● Exercise directions
Your task is to restate the data word for word.

(Referring expression data)
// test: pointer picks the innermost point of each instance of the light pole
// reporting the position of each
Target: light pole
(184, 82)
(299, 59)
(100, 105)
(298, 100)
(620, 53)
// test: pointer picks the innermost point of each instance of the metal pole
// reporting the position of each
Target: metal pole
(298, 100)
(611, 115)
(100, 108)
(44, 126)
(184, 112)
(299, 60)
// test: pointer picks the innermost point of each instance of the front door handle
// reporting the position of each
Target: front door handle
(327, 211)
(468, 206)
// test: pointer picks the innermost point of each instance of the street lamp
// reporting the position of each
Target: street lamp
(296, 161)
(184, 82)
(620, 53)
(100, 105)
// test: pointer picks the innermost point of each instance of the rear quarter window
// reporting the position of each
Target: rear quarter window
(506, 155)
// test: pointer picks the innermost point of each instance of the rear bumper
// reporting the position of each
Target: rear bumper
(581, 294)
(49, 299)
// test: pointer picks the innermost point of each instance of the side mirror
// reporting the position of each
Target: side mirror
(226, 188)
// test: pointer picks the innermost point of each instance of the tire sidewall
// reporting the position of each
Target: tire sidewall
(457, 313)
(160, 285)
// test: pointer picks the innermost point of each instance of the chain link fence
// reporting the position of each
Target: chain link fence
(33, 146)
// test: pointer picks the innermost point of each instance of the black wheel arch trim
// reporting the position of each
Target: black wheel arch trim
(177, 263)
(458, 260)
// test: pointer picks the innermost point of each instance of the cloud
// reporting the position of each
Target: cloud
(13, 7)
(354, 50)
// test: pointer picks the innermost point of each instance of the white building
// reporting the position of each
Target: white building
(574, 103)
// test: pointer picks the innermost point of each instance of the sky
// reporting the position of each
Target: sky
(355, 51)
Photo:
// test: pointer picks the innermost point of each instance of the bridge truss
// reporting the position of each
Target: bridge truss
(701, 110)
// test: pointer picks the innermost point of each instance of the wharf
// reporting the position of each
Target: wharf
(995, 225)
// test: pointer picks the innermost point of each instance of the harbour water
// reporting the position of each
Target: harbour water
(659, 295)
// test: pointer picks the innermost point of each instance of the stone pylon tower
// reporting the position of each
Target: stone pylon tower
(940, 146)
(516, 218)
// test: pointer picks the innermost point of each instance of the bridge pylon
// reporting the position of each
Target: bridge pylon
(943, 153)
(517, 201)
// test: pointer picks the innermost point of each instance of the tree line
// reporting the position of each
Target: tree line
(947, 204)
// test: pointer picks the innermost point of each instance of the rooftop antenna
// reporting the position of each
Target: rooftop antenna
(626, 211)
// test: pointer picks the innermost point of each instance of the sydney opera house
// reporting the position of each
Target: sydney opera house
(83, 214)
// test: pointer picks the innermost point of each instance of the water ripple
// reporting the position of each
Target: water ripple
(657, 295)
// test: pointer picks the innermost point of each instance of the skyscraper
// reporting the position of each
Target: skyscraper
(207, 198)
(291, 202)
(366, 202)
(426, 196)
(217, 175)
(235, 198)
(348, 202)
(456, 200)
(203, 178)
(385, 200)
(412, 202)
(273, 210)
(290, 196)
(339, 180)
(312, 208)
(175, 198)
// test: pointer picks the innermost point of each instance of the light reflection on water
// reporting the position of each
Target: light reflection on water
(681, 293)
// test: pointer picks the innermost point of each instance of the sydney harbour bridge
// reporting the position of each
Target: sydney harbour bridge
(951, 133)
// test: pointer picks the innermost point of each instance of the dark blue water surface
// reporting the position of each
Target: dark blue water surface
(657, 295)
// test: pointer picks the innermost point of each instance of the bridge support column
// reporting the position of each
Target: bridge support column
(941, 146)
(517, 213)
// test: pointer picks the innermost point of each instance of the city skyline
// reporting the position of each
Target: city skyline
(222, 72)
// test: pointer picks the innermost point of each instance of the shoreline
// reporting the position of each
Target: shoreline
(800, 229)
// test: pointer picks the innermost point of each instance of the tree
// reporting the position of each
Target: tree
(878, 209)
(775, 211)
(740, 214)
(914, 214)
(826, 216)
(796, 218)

● Task output
// test: pointer picks the innermost point of each instance of the light pole
// reporting the position of each
Target: light pole
(184, 82)
(299, 59)
(100, 105)
(298, 100)
(620, 53)
// test: pointer picks the innermost point of each instance of the metal pole
// reporting the position of each
Target: metal pole
(298, 100)
(611, 115)
(100, 108)
(44, 126)
(184, 112)
(299, 60)
// test: pointer picks the innermost point of each instance of the front door handle
// reporting the position of each
Target: front door handle
(327, 211)
(468, 206)
// test: pointer picks the innermost point of each instance of the street lamp
// reporting the position of each
Target: street lamp
(296, 161)
(184, 82)
(620, 53)
(100, 105)
// test: pointer picks the innermost point of each instance of the rear quarter window
// reporting the position of each
Target: rear quarter window
(506, 155)
// test: pointer picks the innermost point of each instance of the rear bumper
// reporting the position of each
Target: rear bumper
(581, 294)
(49, 299)
// test: pointer picks the innermost point of each instance of the side mirror
// reporting the position of each
Target: side mirror
(226, 188)
// test: pointer picks the innermost point of each instance of the tire sidewall
// reporting the position of each
Target: tire sidewall
(457, 313)
(160, 285)
// test: pointer picks the innermost point of each instance of the chain link fence
// reporting the position of each
Target: chain link fence
(33, 146)
// test: pointer picks the innermost point of each instance of the black wheel arch trim
// reporting the position of each
Target: black wheel arch trim
(177, 263)
(458, 260)
// test: pointer picks the innermost point of each instance of the cloud
// reporting the position of each
Target: cloud
(13, 7)
(354, 50)
// test: pointer picks the innermost point of each instance of the white building
// reporting the position of each
Target: white building
(574, 103)
// test: pointer picks the innermost point of each instance of the sky
// reporting the position of each
Target: sky
(355, 51)
Photo:
// test: pointer picks the innermost point of each instance of the bridge truss
// reporting the position of each
Target: bridge truss
(701, 110)
// test: pointer picks the innermost point of each instance of the wharf
// reporting the position of each
Target: wharf
(995, 225)
// test: pointer picks the innermost point of each instance of the harbour water
// reporting the position of each
Target: harbour water
(659, 295)
// test: pointer picks the innermost point of each instance of the stone pylon tower
// reporting the position of each
Target: stone pylon tower
(940, 146)
(516, 218)
// test: pointer picks the innermost point of each instance of the bridge pylon
// reporting the position of each
Target: bridge pylon
(943, 153)
(517, 201)
// test: pointer picks the innermost point of each instance of the tree line
// reporting the position of each
Target: tree line
(947, 204)
// test: pointer picks the innermost point of each instance of the rooftop antenna
// reporting the position of each
Target: rooftop antenna
(626, 211)
// test: pointer picks the innermost point of each instance of the sydney opera house
// reporting the position of each
Target: sydney opera house
(83, 214)
// test: pointer picks the innermost point of each instance of the water ripple
// reporting the position of each
Target: water ripple
(657, 295)
// test: pointer picks the innermost point of each instance of the skyscraper
// reporting the position of each
Target: skyscraper
(207, 198)
(291, 202)
(366, 202)
(426, 196)
(217, 175)
(235, 198)
(348, 202)
(456, 200)
(203, 178)
(385, 200)
(412, 202)
(273, 210)
(290, 196)
(339, 180)
(312, 208)
(175, 198)
// test: pointer picks the innermost point of each instance of the light reflection on water
// reporting the position of each
Target: light reflection on water
(681, 293)
// test: pointer picks the innermost point of each instance of the sydney harbour bridge
// reporting the position of each
Target: sydney harbour bridge
(951, 133)
// test: pointer picks the innermost point of each instance of the dark blue water surface
// reporting the position of each
Target: dark blue water surface
(657, 295)
// test: pointer picks the innermost point of each instance of the bridge support column
// reporting the position of each
Target: bridge support column
(941, 146)
(517, 213)
// test: pointer picks the innermost point of each instance of the city skyline
// reporting the position of each
Target: city skyline
(222, 72)
// test: pointer picks the innermost point of each instance of the shoreline
// reporting the position of each
Target: shoreline
(800, 229)
// test: pointer picks the innermost point of each instance of the tree
// reporting the position of each
Target: tree
(878, 209)
(775, 211)
(740, 214)
(914, 214)
(826, 216)
(796, 218)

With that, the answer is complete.